DATA SUPPLIED
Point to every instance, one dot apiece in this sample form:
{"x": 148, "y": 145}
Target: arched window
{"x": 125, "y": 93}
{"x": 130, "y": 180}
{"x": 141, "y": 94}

EXERCISE OBJECTIVE
Could you set down every line above exactly as written?

WORKED SOLUTION
Point to every instance, one dot apiece in this sample form:
{"x": 148, "y": 145}
Target: arched window
{"x": 125, "y": 93}
{"x": 130, "y": 180}
{"x": 141, "y": 94}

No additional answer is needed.